Gangliosides form an important class of receptor lipids containing a large oligosaccharide headgroup whose ability to self-organize within lipid membranes results in the formation of nanoscopic platforms. Despite their biological importance, the molecular basis for the nanoscopic segregation of gangliosides is not clear.
In this work, we investigated the role of the ganglioside headgroup on the nanoscale organization of gangliosides. We studied the effect of the reduction in the number of sugar units of the ganglioside oligosaccharide chain on the ability of gangliosides GM(1), GM(2), and GM(3) to spontaneously self-organize into lipid nanodomains.
To reach nanoscopic resolution and to identify molecular forces that drive ganglioside segregation, we combined an experimental technique, Forster resonance energy transfer analyzed by Monte-Carlo simulations offering high lateral and trans-bilayer resolution with molecular dynamics simulations. We show that the ganglioside headgroup plays a key role in ganglioside self-assembly despite the negative charge of the sialic acid group.

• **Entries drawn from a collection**
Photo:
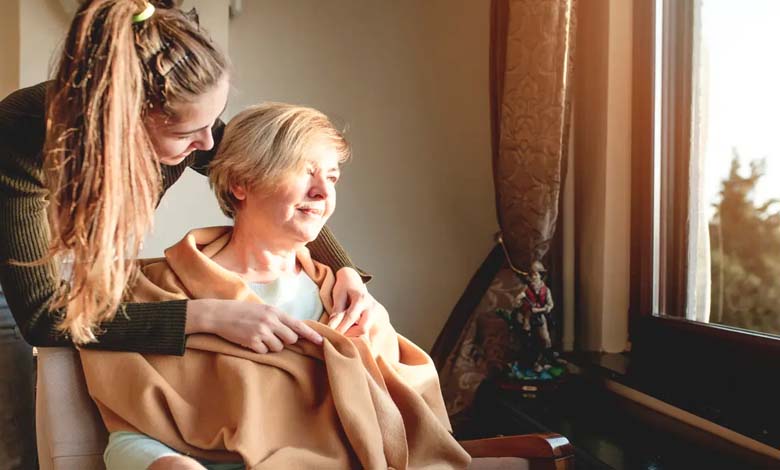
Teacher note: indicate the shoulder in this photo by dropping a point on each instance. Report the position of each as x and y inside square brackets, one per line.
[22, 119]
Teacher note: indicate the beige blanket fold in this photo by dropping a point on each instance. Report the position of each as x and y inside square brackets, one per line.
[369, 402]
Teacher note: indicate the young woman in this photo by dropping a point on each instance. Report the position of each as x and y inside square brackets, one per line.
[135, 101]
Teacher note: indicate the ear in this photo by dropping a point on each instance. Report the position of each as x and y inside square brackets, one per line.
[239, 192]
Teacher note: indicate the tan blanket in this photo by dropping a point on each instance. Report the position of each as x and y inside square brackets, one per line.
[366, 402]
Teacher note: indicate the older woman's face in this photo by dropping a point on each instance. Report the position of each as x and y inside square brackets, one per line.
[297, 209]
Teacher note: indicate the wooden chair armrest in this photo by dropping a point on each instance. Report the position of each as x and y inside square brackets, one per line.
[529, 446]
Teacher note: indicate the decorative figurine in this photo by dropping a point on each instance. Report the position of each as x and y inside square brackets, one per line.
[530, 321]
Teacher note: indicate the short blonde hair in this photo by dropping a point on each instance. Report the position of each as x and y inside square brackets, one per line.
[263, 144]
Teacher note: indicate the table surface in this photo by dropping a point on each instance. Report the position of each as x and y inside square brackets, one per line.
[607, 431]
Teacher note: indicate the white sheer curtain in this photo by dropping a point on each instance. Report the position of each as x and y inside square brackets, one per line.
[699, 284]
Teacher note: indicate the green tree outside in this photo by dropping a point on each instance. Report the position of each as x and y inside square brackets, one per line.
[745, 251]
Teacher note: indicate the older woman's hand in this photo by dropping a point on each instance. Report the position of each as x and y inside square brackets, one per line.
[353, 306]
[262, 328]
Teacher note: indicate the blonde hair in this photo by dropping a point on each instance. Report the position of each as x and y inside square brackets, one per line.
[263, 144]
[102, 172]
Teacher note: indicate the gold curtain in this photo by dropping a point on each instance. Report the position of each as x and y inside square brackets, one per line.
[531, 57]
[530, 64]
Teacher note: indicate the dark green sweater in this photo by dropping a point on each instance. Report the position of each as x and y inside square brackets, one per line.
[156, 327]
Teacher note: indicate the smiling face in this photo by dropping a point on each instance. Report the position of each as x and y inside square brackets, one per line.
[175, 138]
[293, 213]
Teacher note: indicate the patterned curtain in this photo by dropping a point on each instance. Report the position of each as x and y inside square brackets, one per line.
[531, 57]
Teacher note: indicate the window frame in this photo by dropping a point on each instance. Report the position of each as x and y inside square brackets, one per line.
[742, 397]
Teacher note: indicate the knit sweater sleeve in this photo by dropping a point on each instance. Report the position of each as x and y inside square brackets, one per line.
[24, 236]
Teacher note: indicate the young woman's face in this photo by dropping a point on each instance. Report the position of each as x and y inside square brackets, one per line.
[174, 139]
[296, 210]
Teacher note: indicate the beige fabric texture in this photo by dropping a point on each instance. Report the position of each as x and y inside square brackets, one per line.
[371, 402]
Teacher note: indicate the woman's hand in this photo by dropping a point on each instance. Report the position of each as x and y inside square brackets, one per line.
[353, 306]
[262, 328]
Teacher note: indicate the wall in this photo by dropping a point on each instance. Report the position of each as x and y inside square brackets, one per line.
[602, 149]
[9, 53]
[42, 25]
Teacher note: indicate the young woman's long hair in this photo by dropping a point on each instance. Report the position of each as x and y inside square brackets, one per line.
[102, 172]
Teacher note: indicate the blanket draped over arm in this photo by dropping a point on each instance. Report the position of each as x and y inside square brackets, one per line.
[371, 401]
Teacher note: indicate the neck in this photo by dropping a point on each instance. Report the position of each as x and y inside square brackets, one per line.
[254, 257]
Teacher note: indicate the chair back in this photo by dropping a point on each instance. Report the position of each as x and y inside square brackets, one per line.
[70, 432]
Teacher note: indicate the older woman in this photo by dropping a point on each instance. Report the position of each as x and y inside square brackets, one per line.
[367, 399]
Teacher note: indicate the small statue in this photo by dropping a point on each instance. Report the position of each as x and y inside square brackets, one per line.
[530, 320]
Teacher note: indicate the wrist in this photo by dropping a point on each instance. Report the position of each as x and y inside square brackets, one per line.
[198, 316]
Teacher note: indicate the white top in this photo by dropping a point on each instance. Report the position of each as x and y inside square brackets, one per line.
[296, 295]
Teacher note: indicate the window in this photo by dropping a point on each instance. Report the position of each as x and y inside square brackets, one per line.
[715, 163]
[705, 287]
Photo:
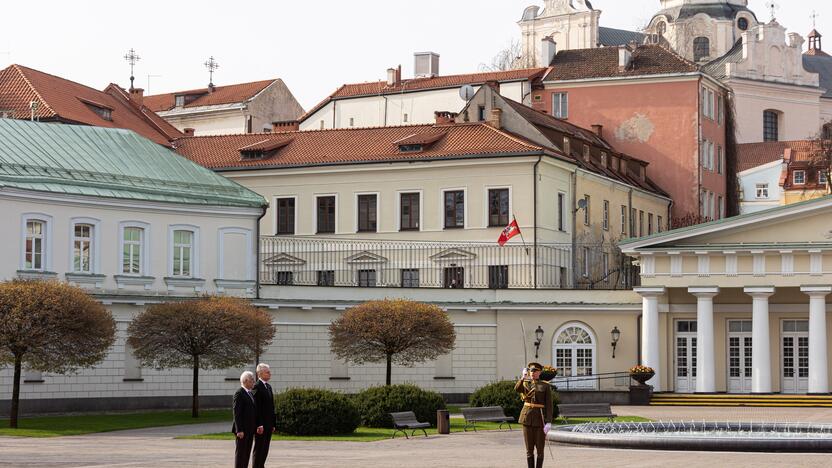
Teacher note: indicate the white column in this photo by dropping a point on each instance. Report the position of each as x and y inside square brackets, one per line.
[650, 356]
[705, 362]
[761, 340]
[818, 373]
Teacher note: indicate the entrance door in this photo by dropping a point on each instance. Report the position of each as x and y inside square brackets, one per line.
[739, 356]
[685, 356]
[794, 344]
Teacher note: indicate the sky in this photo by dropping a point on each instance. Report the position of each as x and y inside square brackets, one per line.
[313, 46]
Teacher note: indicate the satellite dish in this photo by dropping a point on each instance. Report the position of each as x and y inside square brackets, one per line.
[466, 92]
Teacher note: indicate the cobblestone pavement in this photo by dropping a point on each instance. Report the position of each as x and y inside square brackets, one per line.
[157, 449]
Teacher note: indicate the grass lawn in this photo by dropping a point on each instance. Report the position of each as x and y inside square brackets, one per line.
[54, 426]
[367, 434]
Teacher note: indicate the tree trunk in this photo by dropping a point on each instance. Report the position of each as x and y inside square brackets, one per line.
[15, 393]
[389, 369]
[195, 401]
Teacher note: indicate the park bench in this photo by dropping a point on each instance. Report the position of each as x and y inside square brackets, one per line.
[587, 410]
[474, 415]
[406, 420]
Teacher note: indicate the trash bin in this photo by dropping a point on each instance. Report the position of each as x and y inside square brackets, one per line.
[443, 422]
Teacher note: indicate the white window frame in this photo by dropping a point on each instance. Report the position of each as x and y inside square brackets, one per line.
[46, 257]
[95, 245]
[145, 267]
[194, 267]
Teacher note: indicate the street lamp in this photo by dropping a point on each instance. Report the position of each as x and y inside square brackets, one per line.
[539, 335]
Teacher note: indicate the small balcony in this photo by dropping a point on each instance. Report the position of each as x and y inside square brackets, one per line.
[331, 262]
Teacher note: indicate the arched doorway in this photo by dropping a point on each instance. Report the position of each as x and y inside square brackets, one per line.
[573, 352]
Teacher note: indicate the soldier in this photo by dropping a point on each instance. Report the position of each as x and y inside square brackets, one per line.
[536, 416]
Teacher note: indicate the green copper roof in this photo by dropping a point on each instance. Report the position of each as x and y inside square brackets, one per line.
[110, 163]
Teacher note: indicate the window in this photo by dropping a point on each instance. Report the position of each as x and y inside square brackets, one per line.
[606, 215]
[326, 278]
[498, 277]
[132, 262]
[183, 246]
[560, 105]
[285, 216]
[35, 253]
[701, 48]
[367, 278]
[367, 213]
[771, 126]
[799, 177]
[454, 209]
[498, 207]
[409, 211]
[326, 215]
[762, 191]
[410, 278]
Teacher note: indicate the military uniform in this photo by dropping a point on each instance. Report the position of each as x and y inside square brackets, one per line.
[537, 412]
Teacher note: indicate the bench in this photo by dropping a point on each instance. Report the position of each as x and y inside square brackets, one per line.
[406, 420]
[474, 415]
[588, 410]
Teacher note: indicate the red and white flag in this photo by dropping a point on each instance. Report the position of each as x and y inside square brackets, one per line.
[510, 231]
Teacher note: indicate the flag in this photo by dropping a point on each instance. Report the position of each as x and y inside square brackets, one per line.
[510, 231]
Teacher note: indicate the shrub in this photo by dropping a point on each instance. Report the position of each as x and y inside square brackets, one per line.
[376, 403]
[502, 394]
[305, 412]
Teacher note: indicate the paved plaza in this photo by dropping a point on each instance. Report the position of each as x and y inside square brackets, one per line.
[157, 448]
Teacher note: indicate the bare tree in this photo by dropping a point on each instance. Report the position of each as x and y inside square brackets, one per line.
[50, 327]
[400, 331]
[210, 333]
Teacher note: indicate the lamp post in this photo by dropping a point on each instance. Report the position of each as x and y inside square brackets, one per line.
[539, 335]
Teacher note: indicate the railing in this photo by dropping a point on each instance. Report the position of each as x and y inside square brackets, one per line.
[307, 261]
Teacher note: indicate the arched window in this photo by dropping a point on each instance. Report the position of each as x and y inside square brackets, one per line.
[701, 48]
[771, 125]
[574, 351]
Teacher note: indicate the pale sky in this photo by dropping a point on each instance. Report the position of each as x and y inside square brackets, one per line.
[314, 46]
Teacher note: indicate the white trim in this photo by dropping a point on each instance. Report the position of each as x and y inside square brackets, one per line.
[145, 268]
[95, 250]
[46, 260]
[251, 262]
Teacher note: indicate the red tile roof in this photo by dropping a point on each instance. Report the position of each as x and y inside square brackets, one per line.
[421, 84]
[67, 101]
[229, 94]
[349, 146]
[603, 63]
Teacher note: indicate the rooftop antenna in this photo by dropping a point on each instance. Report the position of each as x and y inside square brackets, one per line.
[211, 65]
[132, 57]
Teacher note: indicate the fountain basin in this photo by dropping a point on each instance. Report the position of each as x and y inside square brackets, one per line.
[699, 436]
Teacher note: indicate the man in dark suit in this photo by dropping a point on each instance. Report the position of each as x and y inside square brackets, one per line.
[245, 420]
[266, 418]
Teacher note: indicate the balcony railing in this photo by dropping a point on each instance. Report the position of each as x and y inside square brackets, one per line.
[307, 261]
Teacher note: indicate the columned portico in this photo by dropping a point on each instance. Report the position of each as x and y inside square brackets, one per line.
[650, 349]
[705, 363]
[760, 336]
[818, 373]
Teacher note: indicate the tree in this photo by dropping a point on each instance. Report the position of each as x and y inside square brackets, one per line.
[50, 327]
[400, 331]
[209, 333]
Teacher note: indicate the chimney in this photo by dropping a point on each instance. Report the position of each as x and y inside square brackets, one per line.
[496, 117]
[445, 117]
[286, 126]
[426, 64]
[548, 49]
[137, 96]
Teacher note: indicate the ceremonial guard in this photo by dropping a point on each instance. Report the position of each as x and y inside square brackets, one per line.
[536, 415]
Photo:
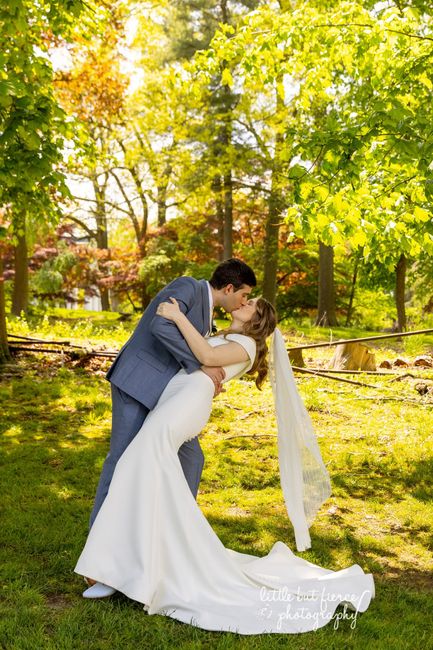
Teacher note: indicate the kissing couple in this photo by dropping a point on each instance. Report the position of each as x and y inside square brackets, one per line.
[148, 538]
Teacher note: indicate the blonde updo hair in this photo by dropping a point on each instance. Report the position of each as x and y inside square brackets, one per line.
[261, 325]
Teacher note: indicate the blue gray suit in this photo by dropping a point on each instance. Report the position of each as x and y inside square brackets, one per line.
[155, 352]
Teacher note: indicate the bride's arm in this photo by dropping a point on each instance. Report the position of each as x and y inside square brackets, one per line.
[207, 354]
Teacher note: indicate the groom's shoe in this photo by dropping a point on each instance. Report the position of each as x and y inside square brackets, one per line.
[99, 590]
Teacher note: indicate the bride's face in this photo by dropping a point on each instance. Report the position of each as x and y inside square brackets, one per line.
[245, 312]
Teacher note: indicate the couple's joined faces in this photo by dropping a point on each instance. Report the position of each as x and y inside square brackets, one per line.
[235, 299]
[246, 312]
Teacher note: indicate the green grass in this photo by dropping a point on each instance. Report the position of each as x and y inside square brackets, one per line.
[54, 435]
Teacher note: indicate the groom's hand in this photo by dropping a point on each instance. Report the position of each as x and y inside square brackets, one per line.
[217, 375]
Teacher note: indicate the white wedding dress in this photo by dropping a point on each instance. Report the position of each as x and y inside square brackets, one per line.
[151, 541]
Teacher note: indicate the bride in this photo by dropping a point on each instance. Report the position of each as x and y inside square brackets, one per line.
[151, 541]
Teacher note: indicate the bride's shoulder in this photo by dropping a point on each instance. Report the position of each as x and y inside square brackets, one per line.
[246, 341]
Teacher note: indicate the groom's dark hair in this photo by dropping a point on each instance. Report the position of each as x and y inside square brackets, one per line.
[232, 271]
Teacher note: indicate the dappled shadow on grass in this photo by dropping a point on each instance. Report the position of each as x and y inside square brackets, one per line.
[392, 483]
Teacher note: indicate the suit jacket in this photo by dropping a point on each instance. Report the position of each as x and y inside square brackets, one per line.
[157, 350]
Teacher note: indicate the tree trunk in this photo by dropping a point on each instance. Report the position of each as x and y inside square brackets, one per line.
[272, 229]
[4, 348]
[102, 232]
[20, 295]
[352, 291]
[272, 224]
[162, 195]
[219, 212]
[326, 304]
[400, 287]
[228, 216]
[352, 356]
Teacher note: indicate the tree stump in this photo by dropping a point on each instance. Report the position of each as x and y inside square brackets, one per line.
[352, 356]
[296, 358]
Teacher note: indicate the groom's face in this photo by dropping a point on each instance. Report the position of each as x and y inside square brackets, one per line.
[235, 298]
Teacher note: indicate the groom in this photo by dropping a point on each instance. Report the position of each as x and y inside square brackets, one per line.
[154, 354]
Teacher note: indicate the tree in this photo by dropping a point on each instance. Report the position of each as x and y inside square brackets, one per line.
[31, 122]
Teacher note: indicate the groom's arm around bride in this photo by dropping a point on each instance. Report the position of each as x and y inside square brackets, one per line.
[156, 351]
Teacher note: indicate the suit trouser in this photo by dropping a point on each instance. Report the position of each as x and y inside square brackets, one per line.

• **Work instruction A**
Copy the ganglioside passage word for word from "Gangliosides form an" to "is not clear.".
• **Work instruction B**
Name every specific ganglioside that the ganglioside passage identifies by its designation.
• **Work instruction C**
Go on with the ganglioside passage, beginning after its final sentence.
These items are separate material and have no connection to the ganglioside passage.

• **Result A**
Gangliosides form an important class of receptor lipids containing a large oligosaccharide headgroup whose ability to self-organize within lipid membranes results in the formation of nanoscopic platforms. Despite their biological importance, the molecular basis for the nanoscopic segregation of gangliosides is not clear.

• **Result B**
GM(1), GM(2), GM(3)

• **Result C**
The nanodomains range from 7 to 120 nm in radius and are mostly composed of the surrounding bulk lipids, with gangliosides being a minor component of the nanodomains. The interactions between gangliosides are dominated by the hydrogen bonding network between the head-groups, which facilitates ganglioside clustering.
The N-acetylgalactosamine sugar moiety of GM(2), however, seems to impair the stability of these clusters by disrupting hydrogen bonding of neighboring sugars, which is in agreement with a broad size distribution of GM(2) nanodomains. The simulations suggest that the formation of nanodomains is likely accompanied by several conformational changes in the gangliosides, which, however, have little impact on the solvent exposure of these receptor groups.
Overall, this work identifies the key physicochemical factors that drive nanoscopic segregation of gangliosides.